> PROVIDED TEXT:
◇ ◇ ◇ ◇ ◇

Another great spot, will fix.

> > +finished:
> > +	/* We couldn't copy/zero everything */
> > +	spin_unlock(&vb->lock);
> > +	return count - remains;
> >  }
> >
> >  /**
> > - * vread() - read vmalloc area in a safe way.
> > - * @buf:     buffer for reading data
> > - * @addr:    vm address.
> > - * @count:   number of bytes to be read.
> > + * vread_iter() - read vmalloc area in a safe way to an iterator.
> > + * @iter:         the iterator to which data should be written.
> > + * @addr:         vm address.
> > + * @count:        number of bytes to be read.
> >   *
> >   * This function checks that addr is a valid vmalloc'ed area, and
> >   * copy data from that area to a given buffer. If the given memory range
> > @@ -3568,13 +3615,12 @@ static void vmap_ram_vread(char *buf, char *addr, int count, unsigned long flags
> >   * (same number as @count) or %0 if [addr...addr+count) doesn't
> >   * include any intersection with valid vmalloc area
> >   */
> > -long vread(char *buf, char *addr, unsigned long count)
> > +long vread_iter(struct iov_iter *iter, const char *addr, size_t count)
> >  {
> >  	struct vmap_area *va;
> >  	struct vm_struct *vm;
> > -	char *vaddr, *buf_start = buf;
> > -	unsigned long buflen = count;
> > -	unsigned long n, size, flags;
> > +	char *vaddr;
> > +	size_t n, size, flags, remains;
> >
> >  	addr = kasan_reset_tag(addr);
> >
> > @@ -3582,18 +3628,22 @@ long vread(char *buf, char *addr, unsigned long count)
> >  	if ((unsigned long) addr + count < count)
> >  		count = -(unsigned long) addr;
> >
> > +	remains = count;
> > +
> >  	spin_lock(&vmap_area_lock);
> >  	va = find_vmap_area_exceed_addr((unsigned long)addr);
> >  	if (!va)
> > -		goto finished;
> > +		goto finished_zero;
> >
> >  	/* no intersects with alive vmap_area */
> > -	if ((unsigned long)addr + count <= va->va_start)
> > -		goto finished;
> > +	if ((unsigned long)addr + remains <= va->va_start)
> > +		goto finished_zero;
> >
> >  	list_for_each_entry_from(va, &vmap_area_list, list) {
> > -		if (!count)
> > -			break;
> > +		size_t copied;
> > +
> > +		if (remains == 0)
> > +			goto finished;
> >
> >  		vm = va->vm;
> >  		flags = va->flags & VMAP_FLAGS_MASK;
> > @@ -3608,6 +3658,7 @@ long vread(char *buf, char *addr, unsigned long count)
> >
> >  		if (vm && (vm->flags & VM_UNINITIALIZED))
> >  			continue;
> > +
> >  		/* Pair with smp_wmb() in clear_vm_uninitialized_flag() */
> >  		smp_rmb();
> >
> > @@ -3616,38 +3667,45 @@ long vread(char *buf, char *addr, unsigned long count)

◇ ◇ ◇ ◇ ◇

> EXERCISE INSTRUCTIONS: Retype the vread_iter patch excerpt between "Another great spot, will" and "a safe way.", inclusive.

◇ ◇ ◇ ◇ ◇

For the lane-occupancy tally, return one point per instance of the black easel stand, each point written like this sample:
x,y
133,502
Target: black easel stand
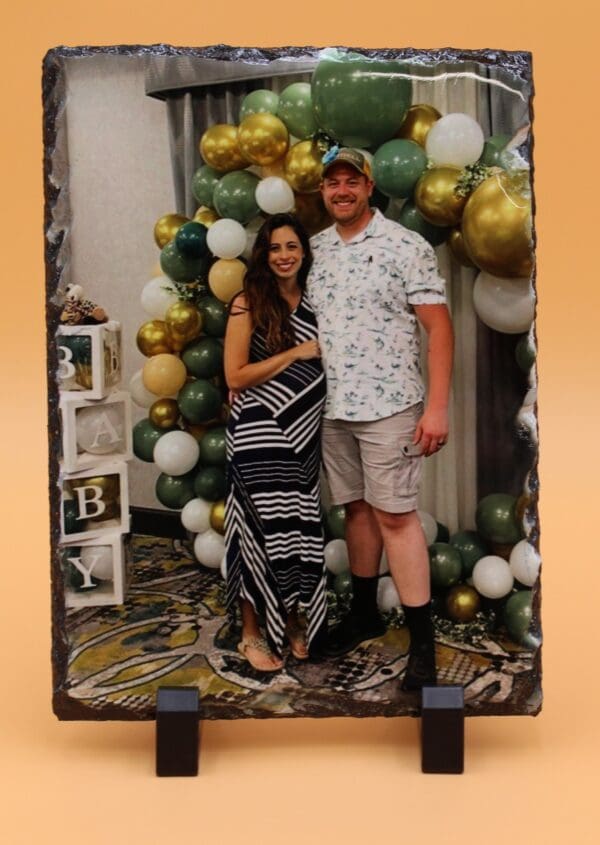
x,y
442,730
177,731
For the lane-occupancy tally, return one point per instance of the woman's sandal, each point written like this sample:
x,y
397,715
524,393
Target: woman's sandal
x,y
260,645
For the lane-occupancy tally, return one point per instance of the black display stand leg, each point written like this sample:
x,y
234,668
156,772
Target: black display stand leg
x,y
443,730
177,731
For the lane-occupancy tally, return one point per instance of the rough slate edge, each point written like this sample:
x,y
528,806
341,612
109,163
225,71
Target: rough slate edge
x,y
56,220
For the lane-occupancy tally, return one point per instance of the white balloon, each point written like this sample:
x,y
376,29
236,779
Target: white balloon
x,y
505,305
525,563
226,238
139,392
274,195
455,139
100,429
157,297
387,595
195,516
176,452
336,556
492,577
209,548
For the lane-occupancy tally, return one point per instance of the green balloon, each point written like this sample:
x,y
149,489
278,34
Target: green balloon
x,y
397,166
262,100
212,447
190,240
445,565
199,401
204,359
204,182
210,484
296,111
472,547
358,101
179,267
496,521
234,196
175,491
214,316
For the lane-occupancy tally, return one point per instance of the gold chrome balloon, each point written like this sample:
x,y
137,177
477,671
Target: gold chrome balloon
x,y
417,123
219,148
436,198
456,243
303,167
263,138
166,228
183,323
217,516
496,225
164,413
152,338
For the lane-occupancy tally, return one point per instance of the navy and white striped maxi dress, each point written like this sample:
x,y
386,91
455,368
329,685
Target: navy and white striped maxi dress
x,y
273,529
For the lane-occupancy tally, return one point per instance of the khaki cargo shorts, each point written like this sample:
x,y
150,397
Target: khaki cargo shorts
x,y
364,460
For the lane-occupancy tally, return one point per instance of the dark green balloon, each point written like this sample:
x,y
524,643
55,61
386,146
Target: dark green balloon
x,y
496,521
359,102
204,182
411,217
190,240
179,267
234,196
175,491
445,565
472,547
210,484
212,447
204,358
214,316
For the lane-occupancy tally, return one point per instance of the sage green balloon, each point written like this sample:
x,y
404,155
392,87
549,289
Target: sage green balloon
x,y
296,111
204,182
262,100
397,166
234,196
359,102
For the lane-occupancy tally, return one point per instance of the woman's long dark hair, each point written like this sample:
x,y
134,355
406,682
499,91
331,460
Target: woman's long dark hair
x,y
270,312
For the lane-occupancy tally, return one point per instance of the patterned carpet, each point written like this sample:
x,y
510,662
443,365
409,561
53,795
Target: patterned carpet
x,y
172,631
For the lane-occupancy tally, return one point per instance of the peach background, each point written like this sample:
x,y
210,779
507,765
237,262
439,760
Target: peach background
x,y
527,780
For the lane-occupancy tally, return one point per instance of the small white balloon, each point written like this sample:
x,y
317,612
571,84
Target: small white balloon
x,y
492,577
274,195
336,556
176,452
525,563
157,297
455,139
209,548
195,515
226,238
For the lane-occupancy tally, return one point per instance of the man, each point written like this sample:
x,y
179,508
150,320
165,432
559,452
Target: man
x,y
372,282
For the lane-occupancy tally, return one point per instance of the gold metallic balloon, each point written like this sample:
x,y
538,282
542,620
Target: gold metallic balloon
x,y
417,123
456,243
263,138
217,516
183,323
496,225
436,198
303,167
219,147
164,413
152,338
166,228
462,603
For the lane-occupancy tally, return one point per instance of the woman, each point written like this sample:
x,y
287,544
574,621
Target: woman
x,y
273,528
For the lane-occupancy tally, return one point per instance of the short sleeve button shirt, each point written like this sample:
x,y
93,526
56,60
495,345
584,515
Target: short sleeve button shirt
x,y
363,292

◇ ◇ ◇ ◇ ◇

> EXERCISE RESPONSE:
Another great spot, will fix.

> > +finished:
> > +	/* We couldn't copy/zero everything */
> > +	spin_unlock(&vb->lock);
> > +	return count - remains;
> >  }
> >
> >  /**
> > - * vread() - read vmalloc area in a safe way.